▸ **Alıştırma**
Aşağıdaki öğelerde "background" sözcüğünü içeren her satırı bulup aynen kopyalayın. Büyük ve küçük harf ayrımı dikkate alınacaktır.

▸ **İşlenecek veriler**
--------

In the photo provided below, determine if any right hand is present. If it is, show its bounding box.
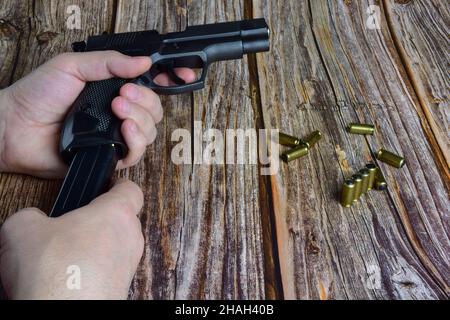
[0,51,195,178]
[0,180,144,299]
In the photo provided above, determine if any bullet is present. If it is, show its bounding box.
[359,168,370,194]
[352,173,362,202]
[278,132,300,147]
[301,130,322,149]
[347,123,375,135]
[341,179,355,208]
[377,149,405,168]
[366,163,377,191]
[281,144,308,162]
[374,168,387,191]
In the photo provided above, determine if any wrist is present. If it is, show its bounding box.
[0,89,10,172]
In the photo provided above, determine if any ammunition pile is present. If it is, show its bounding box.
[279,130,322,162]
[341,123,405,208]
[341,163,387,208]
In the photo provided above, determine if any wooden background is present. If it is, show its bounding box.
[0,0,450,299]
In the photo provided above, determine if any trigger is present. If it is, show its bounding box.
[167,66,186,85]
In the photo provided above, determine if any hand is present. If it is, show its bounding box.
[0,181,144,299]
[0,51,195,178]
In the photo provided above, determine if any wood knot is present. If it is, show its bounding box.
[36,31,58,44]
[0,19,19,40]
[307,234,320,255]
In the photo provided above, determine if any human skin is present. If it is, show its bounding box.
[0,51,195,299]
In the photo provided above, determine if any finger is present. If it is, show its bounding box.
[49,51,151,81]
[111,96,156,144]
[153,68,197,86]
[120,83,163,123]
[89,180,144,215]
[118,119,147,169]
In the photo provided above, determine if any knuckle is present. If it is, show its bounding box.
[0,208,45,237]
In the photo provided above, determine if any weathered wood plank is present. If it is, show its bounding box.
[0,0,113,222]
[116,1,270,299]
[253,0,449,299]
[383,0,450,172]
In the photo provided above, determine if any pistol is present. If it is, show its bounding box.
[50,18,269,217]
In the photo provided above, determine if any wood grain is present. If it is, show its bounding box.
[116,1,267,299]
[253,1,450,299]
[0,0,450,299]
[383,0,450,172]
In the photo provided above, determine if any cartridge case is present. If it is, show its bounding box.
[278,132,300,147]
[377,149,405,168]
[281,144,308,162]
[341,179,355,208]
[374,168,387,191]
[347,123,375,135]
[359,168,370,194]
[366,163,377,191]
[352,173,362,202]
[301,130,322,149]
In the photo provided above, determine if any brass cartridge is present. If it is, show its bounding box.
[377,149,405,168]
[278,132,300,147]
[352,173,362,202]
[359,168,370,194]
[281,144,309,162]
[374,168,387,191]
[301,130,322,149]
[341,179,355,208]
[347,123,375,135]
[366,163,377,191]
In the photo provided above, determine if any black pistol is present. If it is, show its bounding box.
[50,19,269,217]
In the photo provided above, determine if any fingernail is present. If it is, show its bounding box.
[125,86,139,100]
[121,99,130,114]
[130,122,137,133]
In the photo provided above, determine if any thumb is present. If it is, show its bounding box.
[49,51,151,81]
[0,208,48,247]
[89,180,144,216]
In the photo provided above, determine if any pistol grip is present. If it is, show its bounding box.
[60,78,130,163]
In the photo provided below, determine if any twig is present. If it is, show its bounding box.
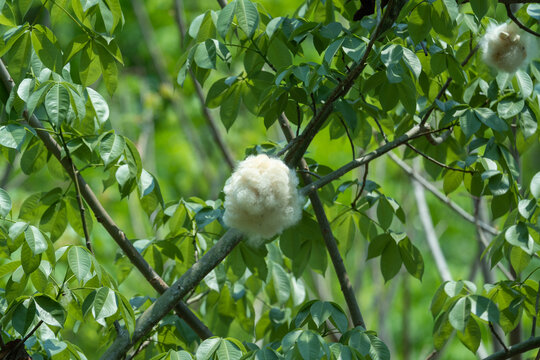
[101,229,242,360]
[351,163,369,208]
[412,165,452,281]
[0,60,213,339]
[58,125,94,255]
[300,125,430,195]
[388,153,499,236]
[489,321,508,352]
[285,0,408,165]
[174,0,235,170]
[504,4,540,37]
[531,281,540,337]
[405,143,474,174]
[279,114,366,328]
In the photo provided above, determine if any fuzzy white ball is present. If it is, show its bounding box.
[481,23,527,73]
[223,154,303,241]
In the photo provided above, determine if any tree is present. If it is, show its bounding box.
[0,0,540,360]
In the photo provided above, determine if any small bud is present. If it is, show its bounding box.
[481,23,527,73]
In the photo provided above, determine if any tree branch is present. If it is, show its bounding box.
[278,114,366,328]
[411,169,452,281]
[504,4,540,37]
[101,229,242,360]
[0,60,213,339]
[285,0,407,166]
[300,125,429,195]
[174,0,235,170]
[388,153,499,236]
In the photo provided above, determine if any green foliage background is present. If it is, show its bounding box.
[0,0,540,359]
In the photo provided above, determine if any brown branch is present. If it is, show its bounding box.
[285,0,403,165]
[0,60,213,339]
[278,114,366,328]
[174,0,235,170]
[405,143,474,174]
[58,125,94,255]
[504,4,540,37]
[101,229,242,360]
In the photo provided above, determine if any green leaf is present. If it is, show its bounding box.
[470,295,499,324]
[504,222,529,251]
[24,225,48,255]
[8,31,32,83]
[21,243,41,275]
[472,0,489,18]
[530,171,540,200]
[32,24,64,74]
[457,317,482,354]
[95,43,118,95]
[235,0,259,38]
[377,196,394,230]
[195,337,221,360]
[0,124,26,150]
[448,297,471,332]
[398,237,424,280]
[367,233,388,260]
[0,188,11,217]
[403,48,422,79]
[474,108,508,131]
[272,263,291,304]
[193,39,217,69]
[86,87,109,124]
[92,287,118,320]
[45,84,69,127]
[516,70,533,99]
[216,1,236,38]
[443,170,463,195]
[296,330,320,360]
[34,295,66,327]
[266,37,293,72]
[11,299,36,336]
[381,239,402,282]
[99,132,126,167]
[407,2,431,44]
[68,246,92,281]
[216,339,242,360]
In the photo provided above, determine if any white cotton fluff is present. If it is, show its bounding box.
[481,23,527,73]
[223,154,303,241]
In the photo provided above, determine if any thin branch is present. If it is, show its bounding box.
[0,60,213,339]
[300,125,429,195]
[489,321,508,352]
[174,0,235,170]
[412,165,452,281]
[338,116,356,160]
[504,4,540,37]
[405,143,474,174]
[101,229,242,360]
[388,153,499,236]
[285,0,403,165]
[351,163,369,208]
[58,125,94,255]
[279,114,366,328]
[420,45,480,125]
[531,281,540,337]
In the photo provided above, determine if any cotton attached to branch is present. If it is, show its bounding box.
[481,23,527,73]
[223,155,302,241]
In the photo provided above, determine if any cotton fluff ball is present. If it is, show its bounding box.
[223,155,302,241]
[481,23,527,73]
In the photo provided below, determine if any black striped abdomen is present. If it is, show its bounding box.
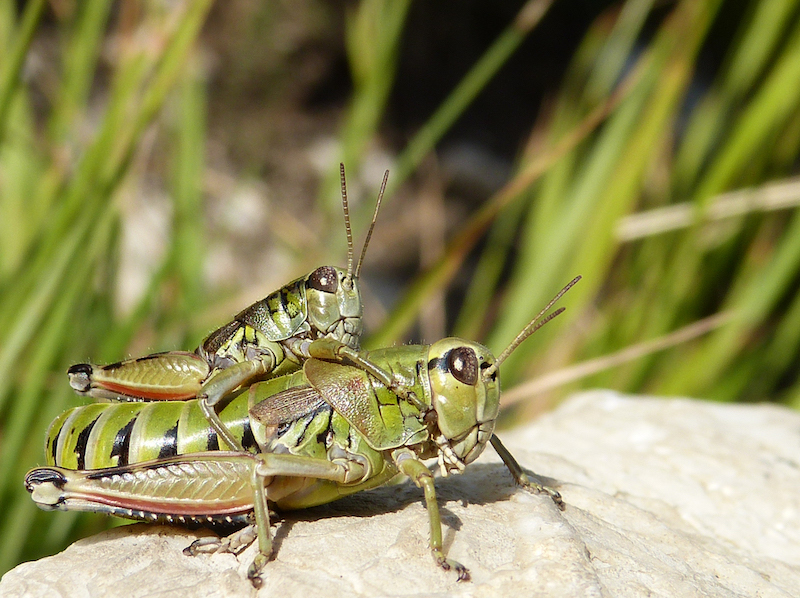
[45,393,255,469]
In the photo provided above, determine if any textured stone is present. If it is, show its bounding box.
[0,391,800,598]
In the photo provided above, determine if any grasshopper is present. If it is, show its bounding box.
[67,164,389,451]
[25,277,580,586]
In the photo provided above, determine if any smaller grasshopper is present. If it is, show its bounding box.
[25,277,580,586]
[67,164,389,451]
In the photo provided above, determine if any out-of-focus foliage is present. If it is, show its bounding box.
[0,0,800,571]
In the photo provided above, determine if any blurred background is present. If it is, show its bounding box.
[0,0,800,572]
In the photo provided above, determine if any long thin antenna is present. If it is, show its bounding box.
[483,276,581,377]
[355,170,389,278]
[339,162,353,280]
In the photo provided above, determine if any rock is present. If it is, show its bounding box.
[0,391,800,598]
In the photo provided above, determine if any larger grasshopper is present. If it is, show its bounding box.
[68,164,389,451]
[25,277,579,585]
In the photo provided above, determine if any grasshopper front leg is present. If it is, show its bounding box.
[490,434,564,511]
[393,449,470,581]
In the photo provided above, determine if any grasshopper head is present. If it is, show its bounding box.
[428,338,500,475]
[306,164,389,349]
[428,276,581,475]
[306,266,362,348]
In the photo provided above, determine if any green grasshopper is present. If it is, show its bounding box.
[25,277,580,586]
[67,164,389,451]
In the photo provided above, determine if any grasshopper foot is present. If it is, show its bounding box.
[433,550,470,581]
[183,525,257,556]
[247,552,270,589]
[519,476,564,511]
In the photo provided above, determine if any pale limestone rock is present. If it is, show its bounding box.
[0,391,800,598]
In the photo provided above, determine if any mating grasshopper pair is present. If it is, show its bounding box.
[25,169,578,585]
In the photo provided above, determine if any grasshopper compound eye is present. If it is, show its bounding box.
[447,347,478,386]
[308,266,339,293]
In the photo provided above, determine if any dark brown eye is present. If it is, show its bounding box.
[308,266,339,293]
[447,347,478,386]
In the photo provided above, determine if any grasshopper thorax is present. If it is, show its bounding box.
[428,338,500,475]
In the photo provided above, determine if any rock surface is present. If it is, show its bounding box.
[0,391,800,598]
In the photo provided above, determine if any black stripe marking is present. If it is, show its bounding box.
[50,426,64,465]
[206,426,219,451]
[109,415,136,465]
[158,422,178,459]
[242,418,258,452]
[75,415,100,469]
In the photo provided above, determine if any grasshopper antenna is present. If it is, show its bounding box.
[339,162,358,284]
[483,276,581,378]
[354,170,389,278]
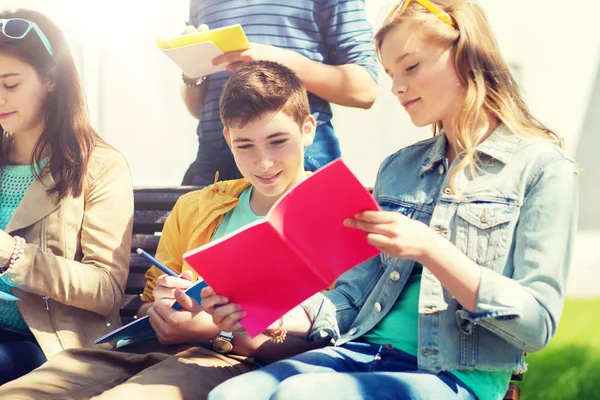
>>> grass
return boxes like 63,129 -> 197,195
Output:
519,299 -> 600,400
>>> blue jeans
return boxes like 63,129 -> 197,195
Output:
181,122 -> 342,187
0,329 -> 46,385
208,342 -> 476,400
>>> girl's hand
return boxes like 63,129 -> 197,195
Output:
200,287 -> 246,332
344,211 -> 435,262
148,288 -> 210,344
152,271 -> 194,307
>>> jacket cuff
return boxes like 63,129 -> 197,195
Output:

--------

▸ **Yazılı yanıt**
In the photo provided above, determine if any wooden background is present. If it is, show its bounding box.
In the photo provided above, determine if any green foliage background is present. If it is, show its bounding box.
In the photo provided above, determine if any blurred background is present. If it is, show its bounding box.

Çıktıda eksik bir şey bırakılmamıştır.